RECORD EXTRACTS:
## Start

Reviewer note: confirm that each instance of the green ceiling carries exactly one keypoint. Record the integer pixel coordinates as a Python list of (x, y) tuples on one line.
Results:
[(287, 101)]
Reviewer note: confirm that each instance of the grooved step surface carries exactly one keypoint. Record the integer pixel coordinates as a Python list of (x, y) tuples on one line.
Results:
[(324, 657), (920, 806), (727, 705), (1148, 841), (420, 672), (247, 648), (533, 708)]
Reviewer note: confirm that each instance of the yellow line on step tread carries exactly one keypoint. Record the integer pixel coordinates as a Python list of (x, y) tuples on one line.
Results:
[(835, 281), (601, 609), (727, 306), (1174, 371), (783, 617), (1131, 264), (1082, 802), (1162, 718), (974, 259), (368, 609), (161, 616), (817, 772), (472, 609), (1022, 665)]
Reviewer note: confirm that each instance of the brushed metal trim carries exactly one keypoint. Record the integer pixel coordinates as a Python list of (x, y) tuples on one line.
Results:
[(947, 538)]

## End
## Start

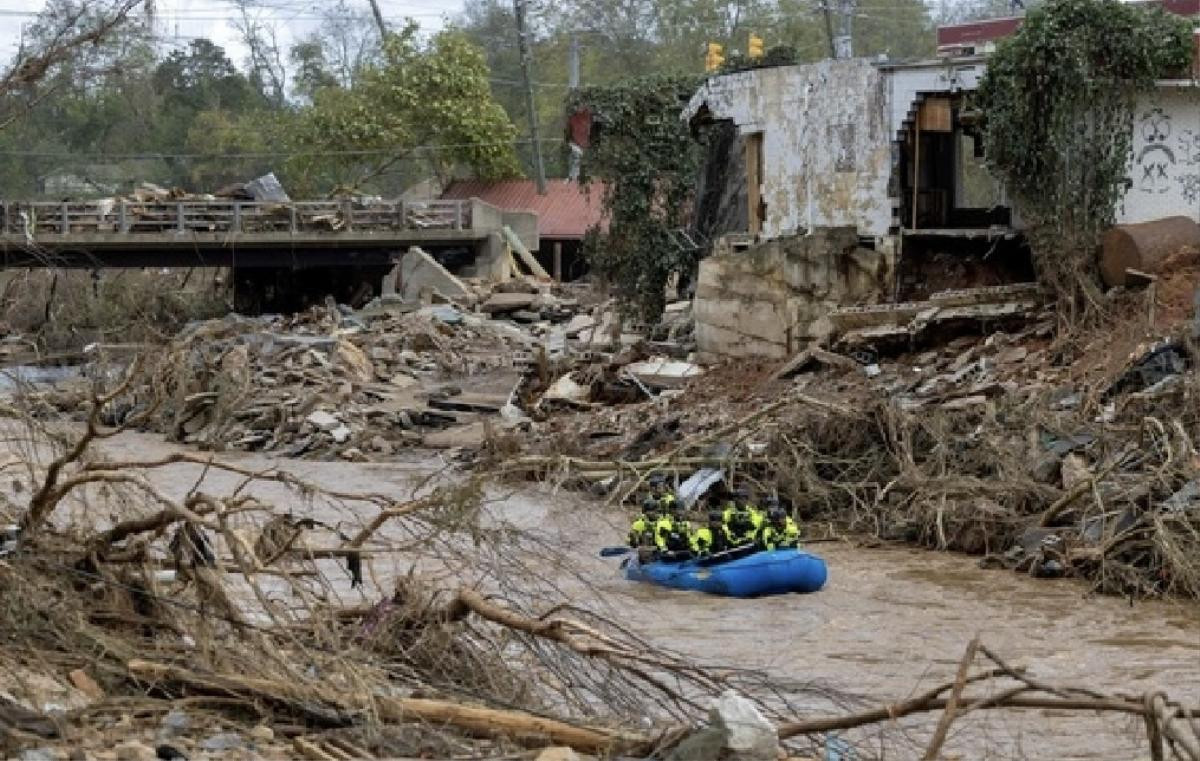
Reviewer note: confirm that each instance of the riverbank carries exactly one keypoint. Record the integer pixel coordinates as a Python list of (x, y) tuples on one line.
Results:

## End

AIM OF THE EXERCISE:
Print the data above unchanged, from the line containing "Reviewer note: confirm that each instance of the yellow" through the line containing "609), (1022, 665)]", including both of those lines and nothing else.

TASK RESULT:
Reviewer note: confirm that each instance of the yellow line on step tread carries exactly one keypoint. Record the integer pixel coordinates as a Python list of (x, y) tuples on one line.
Results:
[(835, 281), (601, 609), (727, 306), (1174, 371), (783, 617), (1131, 264), (1082, 802), (1162, 718), (974, 259), (368, 609), (161, 616), (817, 772), (472, 609), (1022, 665)]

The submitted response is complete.